Your goal: Copy out the entries below without any changes, starting at the line that contains "Can you find the sunset" and ending at the last line of the entries. Leave the pictures out of your answer.

Information supplied:
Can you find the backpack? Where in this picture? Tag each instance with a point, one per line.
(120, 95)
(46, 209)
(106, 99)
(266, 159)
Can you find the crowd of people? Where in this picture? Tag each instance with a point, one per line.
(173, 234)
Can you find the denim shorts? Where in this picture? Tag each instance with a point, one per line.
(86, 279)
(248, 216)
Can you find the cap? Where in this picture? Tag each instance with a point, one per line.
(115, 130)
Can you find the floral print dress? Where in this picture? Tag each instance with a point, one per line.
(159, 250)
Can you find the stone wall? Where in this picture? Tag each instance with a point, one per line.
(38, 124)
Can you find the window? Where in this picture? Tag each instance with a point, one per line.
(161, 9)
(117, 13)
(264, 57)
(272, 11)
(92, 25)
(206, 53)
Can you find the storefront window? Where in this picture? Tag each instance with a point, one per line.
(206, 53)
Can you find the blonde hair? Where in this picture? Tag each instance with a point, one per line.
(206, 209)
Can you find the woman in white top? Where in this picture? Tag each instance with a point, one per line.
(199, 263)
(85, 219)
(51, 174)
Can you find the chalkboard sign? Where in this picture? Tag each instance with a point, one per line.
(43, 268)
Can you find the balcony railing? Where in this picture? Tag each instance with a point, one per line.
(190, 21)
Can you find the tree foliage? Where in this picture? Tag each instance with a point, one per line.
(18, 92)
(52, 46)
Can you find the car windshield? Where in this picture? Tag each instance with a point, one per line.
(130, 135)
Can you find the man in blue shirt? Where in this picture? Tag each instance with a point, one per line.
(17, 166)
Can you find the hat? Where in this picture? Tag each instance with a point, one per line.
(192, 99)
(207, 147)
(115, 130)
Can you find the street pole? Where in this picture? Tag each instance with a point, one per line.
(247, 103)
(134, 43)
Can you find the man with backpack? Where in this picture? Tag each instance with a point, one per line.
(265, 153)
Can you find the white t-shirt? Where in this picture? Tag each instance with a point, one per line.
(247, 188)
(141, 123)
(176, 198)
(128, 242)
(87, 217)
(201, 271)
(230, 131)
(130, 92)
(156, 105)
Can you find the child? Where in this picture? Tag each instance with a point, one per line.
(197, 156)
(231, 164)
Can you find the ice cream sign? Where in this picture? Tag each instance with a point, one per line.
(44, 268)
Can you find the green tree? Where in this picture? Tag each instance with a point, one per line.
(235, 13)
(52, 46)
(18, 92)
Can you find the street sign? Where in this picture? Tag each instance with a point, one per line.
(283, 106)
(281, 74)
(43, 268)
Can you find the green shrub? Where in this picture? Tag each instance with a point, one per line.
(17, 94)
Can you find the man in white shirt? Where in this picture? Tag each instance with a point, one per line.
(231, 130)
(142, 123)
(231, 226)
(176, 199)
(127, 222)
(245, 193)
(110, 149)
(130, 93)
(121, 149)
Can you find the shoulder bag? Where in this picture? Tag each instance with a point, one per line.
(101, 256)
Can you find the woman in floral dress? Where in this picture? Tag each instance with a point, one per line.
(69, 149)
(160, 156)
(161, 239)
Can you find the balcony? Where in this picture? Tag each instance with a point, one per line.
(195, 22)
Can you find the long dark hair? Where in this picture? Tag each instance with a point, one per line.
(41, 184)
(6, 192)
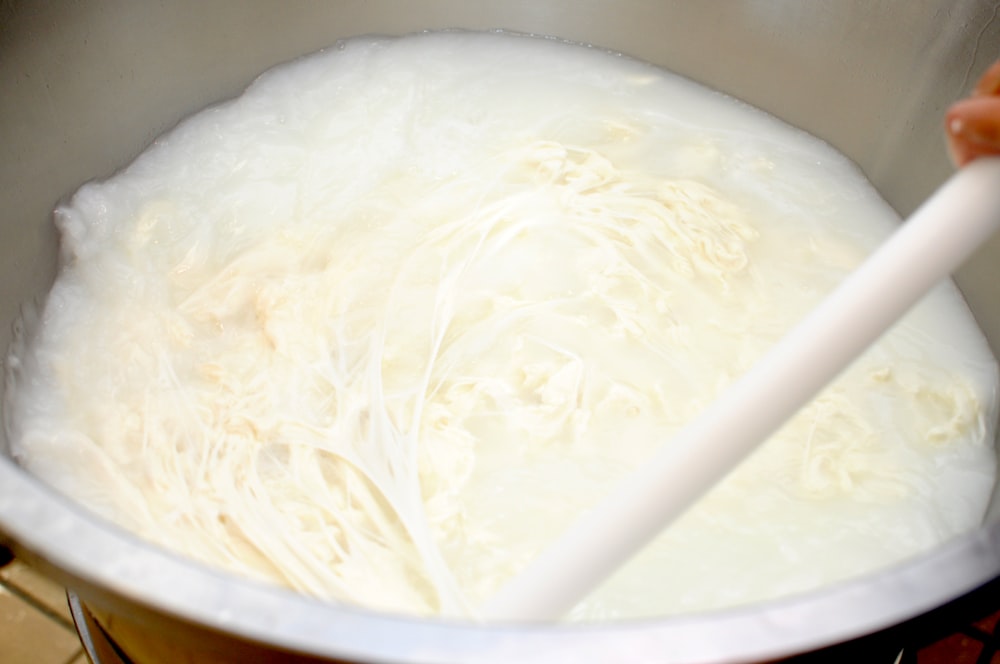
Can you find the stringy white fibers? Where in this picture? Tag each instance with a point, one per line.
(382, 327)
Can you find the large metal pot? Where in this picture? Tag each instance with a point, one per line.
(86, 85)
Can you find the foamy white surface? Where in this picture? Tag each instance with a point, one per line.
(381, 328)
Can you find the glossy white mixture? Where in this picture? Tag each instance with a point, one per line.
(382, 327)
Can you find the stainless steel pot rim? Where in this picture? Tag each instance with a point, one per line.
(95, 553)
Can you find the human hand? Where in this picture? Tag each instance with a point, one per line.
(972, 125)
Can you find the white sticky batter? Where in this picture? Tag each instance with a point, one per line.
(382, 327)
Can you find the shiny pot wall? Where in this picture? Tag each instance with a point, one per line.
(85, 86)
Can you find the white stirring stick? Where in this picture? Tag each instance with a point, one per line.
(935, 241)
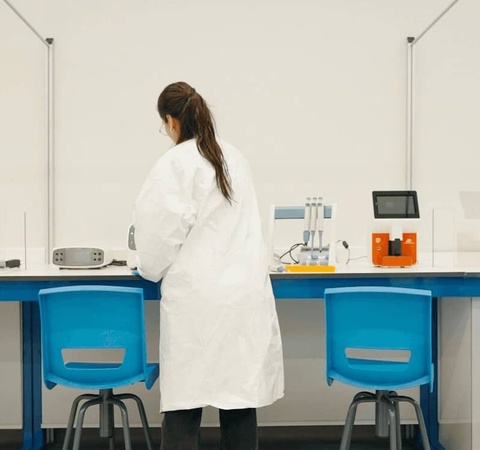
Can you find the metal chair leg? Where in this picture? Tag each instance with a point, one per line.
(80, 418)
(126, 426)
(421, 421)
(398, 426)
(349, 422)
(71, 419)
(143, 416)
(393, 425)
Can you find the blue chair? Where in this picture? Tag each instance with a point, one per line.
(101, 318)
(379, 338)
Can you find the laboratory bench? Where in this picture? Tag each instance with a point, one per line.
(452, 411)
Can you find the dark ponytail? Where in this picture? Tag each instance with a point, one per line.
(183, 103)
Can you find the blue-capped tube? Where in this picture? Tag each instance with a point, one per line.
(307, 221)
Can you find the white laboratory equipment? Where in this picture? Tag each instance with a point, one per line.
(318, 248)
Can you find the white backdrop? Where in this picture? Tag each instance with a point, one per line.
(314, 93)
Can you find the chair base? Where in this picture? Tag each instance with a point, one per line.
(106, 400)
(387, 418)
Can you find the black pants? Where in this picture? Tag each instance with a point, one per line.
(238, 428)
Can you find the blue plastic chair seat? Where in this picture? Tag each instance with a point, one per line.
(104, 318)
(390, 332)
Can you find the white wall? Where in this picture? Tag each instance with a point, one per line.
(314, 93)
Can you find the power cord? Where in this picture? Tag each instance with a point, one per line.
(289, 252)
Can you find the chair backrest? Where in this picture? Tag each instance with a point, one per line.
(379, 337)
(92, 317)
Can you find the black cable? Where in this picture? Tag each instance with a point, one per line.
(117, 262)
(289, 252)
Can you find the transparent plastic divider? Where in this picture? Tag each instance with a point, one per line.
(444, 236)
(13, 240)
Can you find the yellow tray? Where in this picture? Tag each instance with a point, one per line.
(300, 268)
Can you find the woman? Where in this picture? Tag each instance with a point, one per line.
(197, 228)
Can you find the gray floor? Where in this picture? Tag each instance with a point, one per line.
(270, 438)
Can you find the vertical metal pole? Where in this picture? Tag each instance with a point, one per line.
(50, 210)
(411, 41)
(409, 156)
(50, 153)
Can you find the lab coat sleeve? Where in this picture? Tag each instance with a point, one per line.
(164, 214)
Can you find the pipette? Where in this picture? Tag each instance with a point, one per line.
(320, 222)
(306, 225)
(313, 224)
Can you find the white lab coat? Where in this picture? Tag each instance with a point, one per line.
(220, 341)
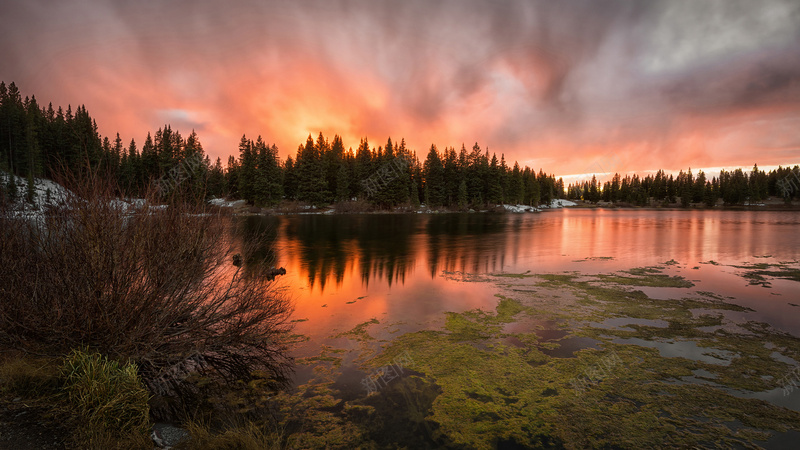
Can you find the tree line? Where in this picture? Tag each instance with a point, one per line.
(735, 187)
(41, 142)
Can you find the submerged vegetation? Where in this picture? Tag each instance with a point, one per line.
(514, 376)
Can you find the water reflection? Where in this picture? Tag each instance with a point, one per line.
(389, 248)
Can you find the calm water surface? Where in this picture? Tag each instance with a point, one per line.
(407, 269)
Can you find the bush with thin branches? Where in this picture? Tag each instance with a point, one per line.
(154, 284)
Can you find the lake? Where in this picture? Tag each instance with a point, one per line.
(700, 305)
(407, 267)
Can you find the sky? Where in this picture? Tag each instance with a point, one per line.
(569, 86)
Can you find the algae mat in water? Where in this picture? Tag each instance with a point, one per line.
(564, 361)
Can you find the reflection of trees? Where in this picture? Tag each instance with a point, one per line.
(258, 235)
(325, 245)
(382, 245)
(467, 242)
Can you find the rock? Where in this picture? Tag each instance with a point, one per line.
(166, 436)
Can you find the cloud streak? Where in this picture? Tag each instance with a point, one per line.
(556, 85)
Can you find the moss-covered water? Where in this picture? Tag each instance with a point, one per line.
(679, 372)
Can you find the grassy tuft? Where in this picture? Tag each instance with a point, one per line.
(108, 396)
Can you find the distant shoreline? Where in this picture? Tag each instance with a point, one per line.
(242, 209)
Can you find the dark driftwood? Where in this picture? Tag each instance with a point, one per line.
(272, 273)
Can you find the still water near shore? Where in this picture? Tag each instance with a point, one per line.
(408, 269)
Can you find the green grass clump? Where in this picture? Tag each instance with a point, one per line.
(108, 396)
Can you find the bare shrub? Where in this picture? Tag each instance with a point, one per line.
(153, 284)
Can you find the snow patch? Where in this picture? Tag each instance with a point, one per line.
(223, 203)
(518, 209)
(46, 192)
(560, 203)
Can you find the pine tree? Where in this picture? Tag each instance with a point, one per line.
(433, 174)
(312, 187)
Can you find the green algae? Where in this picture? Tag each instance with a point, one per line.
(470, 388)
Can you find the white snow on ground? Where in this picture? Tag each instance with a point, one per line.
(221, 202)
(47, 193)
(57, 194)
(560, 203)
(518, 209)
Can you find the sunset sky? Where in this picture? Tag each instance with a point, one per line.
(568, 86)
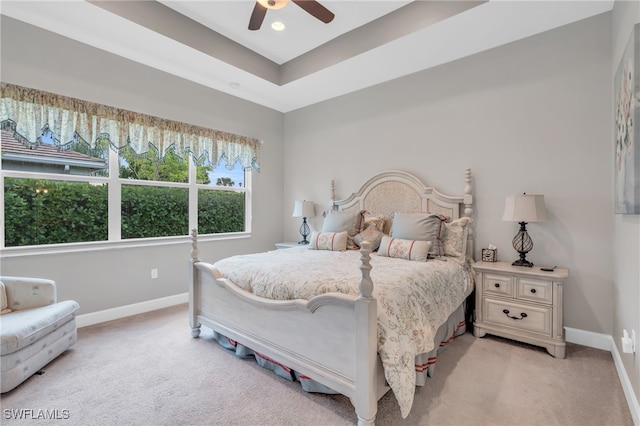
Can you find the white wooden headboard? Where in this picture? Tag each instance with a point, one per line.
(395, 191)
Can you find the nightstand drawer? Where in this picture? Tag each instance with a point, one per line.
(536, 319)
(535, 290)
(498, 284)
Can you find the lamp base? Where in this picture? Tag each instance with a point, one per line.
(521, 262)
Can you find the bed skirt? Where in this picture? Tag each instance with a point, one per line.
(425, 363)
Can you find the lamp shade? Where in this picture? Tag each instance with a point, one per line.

Result of the exercise:
Can you find the sunset sky? Where in this picture? Tag each instance with a point, one per line.
(568, 86)
Can you find the white wooden headboard? Where in this picture? Tag each instance with a point, one per line.
(395, 191)
Can you find the nightstand drawer? Where in this picture? Tag each instance with a point, one per line.
(536, 319)
(535, 290)
(498, 284)
Can you find the lamp base? Where in this picture? Tag each instance with a point, one per line.
(521, 262)
Can you find the bed skirt? Where in this picture? Tag each instance with a point, one per line.
(425, 363)
Can you find the lamp shade? Where in this picture? Tag each instance with a point, one per line.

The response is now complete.